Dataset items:
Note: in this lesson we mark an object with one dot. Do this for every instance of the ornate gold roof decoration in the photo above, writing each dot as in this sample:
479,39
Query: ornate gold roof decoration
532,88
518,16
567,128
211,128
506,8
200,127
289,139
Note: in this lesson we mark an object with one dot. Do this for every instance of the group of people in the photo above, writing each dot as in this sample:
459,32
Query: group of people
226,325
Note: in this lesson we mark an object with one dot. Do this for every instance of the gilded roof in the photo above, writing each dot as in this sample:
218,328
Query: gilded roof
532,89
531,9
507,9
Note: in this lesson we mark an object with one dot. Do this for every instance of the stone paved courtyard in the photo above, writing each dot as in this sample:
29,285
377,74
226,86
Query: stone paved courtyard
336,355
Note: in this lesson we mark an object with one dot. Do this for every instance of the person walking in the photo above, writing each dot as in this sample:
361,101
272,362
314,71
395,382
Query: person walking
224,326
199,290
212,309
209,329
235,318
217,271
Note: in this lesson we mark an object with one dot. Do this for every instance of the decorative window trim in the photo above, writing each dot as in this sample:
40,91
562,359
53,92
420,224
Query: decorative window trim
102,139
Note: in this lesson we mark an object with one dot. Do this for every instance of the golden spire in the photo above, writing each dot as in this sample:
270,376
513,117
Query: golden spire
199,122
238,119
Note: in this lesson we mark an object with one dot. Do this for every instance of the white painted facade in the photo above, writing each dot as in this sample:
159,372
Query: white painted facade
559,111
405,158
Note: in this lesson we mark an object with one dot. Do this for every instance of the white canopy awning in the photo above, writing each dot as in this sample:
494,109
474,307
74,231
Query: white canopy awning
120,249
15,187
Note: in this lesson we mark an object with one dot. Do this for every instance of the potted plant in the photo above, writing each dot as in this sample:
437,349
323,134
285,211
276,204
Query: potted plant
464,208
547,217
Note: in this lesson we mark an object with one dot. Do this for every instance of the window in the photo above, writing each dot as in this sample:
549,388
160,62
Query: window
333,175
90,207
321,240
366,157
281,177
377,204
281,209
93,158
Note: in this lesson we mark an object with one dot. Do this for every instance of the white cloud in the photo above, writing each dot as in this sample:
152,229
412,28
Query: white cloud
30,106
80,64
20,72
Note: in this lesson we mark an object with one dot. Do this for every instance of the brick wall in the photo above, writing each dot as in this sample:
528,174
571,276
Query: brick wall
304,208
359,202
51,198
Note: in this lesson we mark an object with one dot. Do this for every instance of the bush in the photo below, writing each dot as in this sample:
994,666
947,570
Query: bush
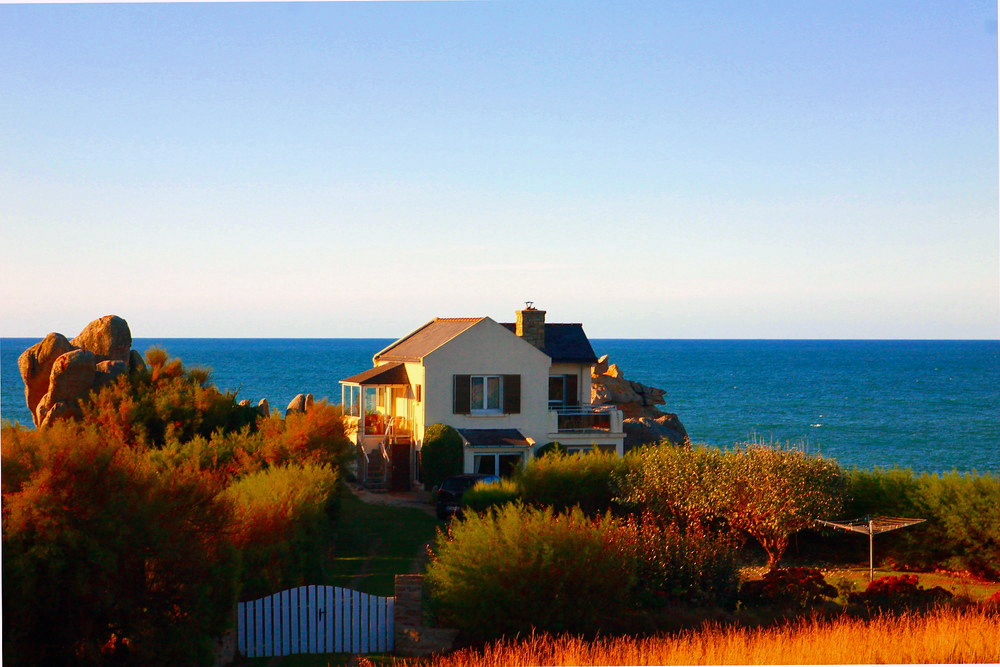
103,554
693,568
281,523
549,448
441,455
898,593
676,484
795,587
561,481
516,569
766,492
482,497
771,492
962,512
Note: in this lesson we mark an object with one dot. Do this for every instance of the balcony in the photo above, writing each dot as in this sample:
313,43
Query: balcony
587,419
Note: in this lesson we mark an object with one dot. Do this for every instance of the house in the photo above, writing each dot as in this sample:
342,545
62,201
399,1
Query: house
508,388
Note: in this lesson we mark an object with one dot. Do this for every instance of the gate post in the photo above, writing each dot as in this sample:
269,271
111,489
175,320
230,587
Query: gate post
412,634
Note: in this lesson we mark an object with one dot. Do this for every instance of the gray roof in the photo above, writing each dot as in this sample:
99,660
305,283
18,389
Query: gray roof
494,437
565,343
392,373
426,339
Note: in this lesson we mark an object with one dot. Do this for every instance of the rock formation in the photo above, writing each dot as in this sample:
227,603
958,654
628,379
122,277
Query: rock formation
643,421
301,403
57,372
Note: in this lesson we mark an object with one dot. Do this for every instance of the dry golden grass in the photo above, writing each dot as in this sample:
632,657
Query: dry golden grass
946,636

◆ **AIM OF THE TASK**
In your copy, repeat each record exactly and include no pictures.

◆ **ANSWER TO THIS TASK**
Note: in this lesson we mark an object with one dot. Do this for every instance of the ornate gold roof decoration in the photo above, writing each dot as in this sample:
479,39
Query: ornate gold roof decoration
532,88
518,16
567,128
211,128
506,8
200,127
289,139
Note: in this lesson we mark an object with one dot. Do this for every instance of the group of people in the photo above, writing each dot as in this sample:
459,32
Query: group of people
226,325
Note: in this lesson we mark an object with one dot. Do this for every instance of the gilded roof in the photo above, writing each dot as in this sample:
218,328
Query: gilded roof
532,89
531,9
507,9
Note: in this lesson we mark an object with one dot. Do this for every instance of the stone paved courtyard in the photo above, writing each dot as in this sample:
29,285
377,74
226,86
Query: stone paved courtyard
336,355
Note: in this lesson we mark an object with one dot. Do this for every instance of the person walking in the photo above, writing each dot as in this sample:
361,101
272,362
314,71
395,382
Query: person walking
224,326
199,290
212,309
209,329
235,318
217,271
Note: in this lesson we mark an object with one dot. Do this for every instance of the decorative window trim in the photo above, writing each dot as in this sample:
40,91
562,359
53,92
420,224
Query: decorative window trim
102,139
Note: in this lesson we mark an object with one dot. Do this for every instance of the golden spire in the photo above, writing each dot as in this sample:
270,376
513,117
Query: golden spire
199,122
238,119
Note: in this lesson we mark an object with one dot. Do this for every instance of the white painted facade in the photo above, writing each dot as in this sample:
159,372
Query: white painted facade
559,111
405,158
Note: in this lesson we mark an object with one dot. Do this for every instance of the white canopy awning in the photo above, writing each dot as in this sample:
494,109
474,307
74,231
Query: white canopy awning
120,249
15,187
Note: in this lesson we mark an object with one dot. Do this for every instance of the potted plant in the photo above, writing each dot as in this sample:
437,349
323,134
285,211
276,204
Query: potted plant
464,208
547,217
Note: in this lesson we mark an object with one dot. Do this for every instance of the window in the photo above, writing each dot as in this sample:
549,388
160,62
Query: window
333,175
90,207
321,240
366,157
281,177
377,204
281,209
93,158
Note: in this lesson we mark an object with one dot. Do this for every instance of the white cloud in the photo above, writing each dot as in this sample:
152,229
412,28
Query: white cloud
30,106
80,64
20,72
Note: in this lesson we mark an object with one dot. Do this for every instance of the brick wall in the photo above, writing each dot as in this sample:
528,174
571,276
Query: brick wall
304,208
359,202
51,198
Note: in this lesson we mark an object with one dot. Do this for every instance of the bush in the photo below, writing each dot as in this sample:
994,666
947,570
Query: bush
103,554
693,568
281,523
549,448
441,455
898,593
676,484
795,587
561,481
516,569
766,492
482,497
771,492
962,512
Note: in this lesson we mark an object with one dot. Do this for every instance of the balcony in the photo above, writing each dot as in this sample:
313,43
Query: balcony
587,419
Note: in this lesson we mark an object with one dot. Do this for every instance of the house in the photo above, writing each dot as in this sample:
342,545
62,201
399,1
Query: house
508,388
Note: in this lesson we mark an object with one dot. Do this for every instance of the gate post in the photo above, writing each dot as in this sample:
269,271
111,489
175,320
230,587
Query: gate post
412,634
Note: in this lesson we mark an object with one dot. Do this for every instance of the gray roof in the photo above, writing each dot as in this sample:
99,660
305,283
18,389
Query: gray roof
494,437
565,343
392,373
426,339
Note: in this lesson we mark an object with one dot. Do this for every instance of the rock formation in the photo above, writing each dot as in this sample:
227,603
958,654
628,379
122,277
Query: rock formation
643,421
301,403
57,372
Note: in this lesson we mark an object with one dot. Do this for every instance of the dry golden grass in the photo above, writing each dot as in this sample:
632,657
Query: dry golden grass
946,636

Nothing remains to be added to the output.